CHALLENGE 1:
According to the article on the Libyan food crisis, what total amount is the U.N. appealing for?
CHALLENGE 2:
Locate each line in the records that contains the word "jacket" and copy it. Case matters.

>> Start QUOTED TEXT

Politics / Food Crisis Mar 11, 2011 - 09:35 AM GMT

By: Andrew_McKillop


Best Financial Markets Analysis ArticleThe Libyan food and refugee crisis is a dramatic reminder, and part of the world food crisis that is specially powerful and deep-rooted in the Arab world. Simply because of this, events are driven further and faster than many persons appreciate at first glance, and underline that world attention to the fundamental importance of food shortage must and will grow.

A soldier from the Libyan military's elite Khamis Brigade, led by Muammar Gaddafi's youngest
son Khamis, takes position in Harshan, Libya, Feb. 28. (AP)

On 8 March the UN announced that its flash aid appeal for funds to feed Libyans and refugees already exposed to severe shortage had started receiving donations, and the UN's food aid programme had swung into action, with first emergency food aid deliveries expected in Benghazi that day.

The United Nations has received approximately $22 million so far for the flash aid appeal it launched for people affected by the ongoing crisis in Libya, according to the latest U.N. figures.

The U.N. is appealing for a total of $160 million, which it says will fund efforts of 17 U.N. agencies and aid organizations to support up to 400,000 people affected by the crisis in Libya over the next three months.

The World Food Programme was expected to reach Libya’s rebel-held port of Benghazi on Tuesday March 8 to distribute the first food aid in the Arab nation since the revolts broke out three weeks ago, Reuters reports.

To be sure, supporting an estimated 400 000 persons for around 3 months will need the combined effort of several UN technical agencies and specialist NGOs, not only the World Food Programme, due to the special intensity of Libyan breakdown in civil society, the economy, and infrastructures relied on in normal life. The ripple effect across North African Maghreb countries, and Europe from the refugee exodus and civil society breakdown is now building, fast, with Italy's foreign minister Franco Frattini announcing 23 February that Italy alone could be the first target country for up to 300 000 refugees from Libya and Tunisia. Other European countries including Spain, Greece, France and Germany are constantly raising their own estimates on the potential flood of refugees that could hit them.

This underscores a neglected factor in the flash mob revolution: its knock-on impact in countries that are totally dependent on food imports will be devastating unless civil society is rebuilt very fast.

The warning is clear and simple, but the cumulative impacts from heavy handed ideologically driven “hands-off” market liberal policies and notions, over decades, will not be turned around overnight. As we are now seeing, the food and refugee crisis is able to rapidly build from nothing to massive proportions in a few weeks, but solutions will be long-haul and will affect all sectors of the economy and society - especially in the Arab world.

>> End QUOTED TEXT
>> Start RECORDS

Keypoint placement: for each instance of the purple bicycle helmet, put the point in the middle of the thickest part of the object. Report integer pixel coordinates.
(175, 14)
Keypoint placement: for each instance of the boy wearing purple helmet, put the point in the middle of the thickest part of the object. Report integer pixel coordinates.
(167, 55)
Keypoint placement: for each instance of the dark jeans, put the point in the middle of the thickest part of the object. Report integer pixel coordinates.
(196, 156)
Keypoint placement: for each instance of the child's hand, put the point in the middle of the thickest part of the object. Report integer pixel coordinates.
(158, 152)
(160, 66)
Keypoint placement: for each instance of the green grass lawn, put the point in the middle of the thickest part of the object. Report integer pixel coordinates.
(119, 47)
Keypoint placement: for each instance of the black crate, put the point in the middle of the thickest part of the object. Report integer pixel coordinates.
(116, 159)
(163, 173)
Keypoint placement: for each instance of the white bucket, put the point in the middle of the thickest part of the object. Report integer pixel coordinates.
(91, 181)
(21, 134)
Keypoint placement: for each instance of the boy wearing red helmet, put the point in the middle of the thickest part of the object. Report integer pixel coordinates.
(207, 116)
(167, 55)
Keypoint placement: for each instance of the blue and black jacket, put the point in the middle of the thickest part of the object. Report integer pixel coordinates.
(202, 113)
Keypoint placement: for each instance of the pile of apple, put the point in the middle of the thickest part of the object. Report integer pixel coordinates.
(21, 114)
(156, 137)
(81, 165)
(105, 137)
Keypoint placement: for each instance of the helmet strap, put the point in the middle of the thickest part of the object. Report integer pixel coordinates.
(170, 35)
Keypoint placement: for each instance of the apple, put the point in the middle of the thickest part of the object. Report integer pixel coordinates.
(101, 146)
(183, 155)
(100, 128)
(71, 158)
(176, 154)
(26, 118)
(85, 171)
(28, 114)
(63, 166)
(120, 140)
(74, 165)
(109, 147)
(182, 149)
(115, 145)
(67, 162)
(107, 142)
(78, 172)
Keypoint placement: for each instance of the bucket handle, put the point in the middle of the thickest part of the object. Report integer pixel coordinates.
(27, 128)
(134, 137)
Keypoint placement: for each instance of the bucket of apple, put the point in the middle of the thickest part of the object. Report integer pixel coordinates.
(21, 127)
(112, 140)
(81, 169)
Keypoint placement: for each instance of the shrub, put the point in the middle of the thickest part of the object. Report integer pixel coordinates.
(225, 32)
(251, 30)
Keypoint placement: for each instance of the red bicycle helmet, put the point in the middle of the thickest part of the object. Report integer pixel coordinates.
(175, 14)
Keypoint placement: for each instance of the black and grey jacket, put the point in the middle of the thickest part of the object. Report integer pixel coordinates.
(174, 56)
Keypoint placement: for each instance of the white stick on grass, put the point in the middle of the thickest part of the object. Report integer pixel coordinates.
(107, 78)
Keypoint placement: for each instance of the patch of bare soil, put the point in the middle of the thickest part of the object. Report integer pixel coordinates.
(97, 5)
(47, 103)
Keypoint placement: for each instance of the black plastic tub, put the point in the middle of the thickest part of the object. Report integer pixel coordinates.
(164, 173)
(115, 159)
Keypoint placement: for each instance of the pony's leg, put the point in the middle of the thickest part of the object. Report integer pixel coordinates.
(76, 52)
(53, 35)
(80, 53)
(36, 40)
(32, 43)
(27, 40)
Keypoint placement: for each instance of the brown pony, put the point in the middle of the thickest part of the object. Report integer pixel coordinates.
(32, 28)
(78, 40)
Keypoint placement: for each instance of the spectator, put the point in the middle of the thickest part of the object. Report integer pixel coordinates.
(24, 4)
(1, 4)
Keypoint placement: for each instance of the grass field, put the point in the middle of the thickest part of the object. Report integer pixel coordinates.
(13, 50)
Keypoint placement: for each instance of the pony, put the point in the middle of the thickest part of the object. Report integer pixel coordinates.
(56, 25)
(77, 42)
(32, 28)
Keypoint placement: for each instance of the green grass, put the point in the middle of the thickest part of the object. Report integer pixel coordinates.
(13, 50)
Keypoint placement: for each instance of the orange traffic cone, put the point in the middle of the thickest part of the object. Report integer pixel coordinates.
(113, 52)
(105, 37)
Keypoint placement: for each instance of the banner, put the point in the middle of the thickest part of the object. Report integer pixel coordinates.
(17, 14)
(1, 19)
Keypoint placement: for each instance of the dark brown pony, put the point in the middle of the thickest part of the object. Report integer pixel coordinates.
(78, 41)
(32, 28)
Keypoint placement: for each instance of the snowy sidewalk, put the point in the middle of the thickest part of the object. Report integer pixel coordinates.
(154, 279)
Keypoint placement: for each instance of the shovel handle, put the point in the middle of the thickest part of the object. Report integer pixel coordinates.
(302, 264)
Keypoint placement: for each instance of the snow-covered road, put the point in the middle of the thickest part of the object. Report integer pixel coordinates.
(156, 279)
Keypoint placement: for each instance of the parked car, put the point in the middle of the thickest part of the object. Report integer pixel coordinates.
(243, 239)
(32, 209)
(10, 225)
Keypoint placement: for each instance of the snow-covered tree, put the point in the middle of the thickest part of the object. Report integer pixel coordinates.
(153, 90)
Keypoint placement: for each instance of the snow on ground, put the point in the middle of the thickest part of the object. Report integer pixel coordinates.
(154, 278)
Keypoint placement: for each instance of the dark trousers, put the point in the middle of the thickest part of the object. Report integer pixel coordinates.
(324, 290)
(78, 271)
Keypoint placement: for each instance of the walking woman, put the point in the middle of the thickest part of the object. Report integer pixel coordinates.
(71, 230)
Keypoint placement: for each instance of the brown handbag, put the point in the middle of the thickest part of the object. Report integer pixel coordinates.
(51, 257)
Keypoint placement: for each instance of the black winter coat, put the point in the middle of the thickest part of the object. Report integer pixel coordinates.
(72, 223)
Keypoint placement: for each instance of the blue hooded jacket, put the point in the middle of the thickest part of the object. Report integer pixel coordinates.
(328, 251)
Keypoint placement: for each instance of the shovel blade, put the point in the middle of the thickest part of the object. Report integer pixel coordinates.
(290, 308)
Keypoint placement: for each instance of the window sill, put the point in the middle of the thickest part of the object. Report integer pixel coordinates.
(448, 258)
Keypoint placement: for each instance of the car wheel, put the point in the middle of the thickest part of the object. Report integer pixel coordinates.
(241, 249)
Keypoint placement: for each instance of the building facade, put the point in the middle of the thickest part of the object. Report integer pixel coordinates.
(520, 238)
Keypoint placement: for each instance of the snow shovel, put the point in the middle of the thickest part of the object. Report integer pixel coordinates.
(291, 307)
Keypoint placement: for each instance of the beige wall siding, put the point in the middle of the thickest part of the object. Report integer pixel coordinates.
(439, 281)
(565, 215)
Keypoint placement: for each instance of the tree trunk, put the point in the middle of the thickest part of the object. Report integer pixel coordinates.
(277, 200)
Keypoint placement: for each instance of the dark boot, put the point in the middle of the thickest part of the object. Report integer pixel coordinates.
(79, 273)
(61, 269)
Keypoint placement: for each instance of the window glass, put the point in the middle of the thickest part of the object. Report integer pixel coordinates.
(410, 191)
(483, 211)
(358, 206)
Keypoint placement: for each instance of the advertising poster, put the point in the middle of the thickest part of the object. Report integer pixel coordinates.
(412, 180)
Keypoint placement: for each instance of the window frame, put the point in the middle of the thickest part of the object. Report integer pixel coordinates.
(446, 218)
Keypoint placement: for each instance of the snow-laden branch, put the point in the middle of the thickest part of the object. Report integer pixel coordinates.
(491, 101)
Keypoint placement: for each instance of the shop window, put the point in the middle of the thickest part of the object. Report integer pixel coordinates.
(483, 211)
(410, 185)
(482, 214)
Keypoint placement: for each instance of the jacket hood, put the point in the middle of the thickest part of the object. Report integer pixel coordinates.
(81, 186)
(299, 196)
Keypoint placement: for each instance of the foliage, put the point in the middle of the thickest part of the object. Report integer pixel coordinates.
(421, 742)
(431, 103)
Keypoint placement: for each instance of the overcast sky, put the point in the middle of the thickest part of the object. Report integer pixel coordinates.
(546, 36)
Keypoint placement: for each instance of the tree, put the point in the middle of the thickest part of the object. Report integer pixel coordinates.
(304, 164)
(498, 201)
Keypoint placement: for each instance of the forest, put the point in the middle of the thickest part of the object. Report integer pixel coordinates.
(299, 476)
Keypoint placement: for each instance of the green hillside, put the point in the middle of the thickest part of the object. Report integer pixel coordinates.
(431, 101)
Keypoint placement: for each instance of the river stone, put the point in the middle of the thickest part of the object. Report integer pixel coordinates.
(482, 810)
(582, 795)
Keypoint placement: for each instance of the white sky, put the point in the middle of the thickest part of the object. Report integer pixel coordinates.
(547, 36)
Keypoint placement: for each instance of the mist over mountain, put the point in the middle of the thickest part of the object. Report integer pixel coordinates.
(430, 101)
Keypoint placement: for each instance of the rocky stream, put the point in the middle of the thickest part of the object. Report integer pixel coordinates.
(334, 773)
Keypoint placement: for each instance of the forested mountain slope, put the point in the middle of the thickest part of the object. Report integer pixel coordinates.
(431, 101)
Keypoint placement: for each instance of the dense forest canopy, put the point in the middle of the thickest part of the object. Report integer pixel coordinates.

>> End RECORDS

FULL SOLUTION 1:
$160 million.

FULL SOLUTION 2:
Keypoint placement: for each instance of the blue and black jacket, put the point in the middle of the thickest part of the object. Report integer pixel coordinates.
Keypoint placement: for each instance of the black and grey jacket, put the point in the middle of the thickest part of the object. Report integer pixel coordinates.
Keypoint placement: for each instance of the blue hooded jacket, put the point in the middle of the thickest part of the object. Report integer pixel coordinates.
Keypoint placement: for each instance of the jacket hood, put the point in the middle of the thickest part of the object. Report integer pixel coordinates.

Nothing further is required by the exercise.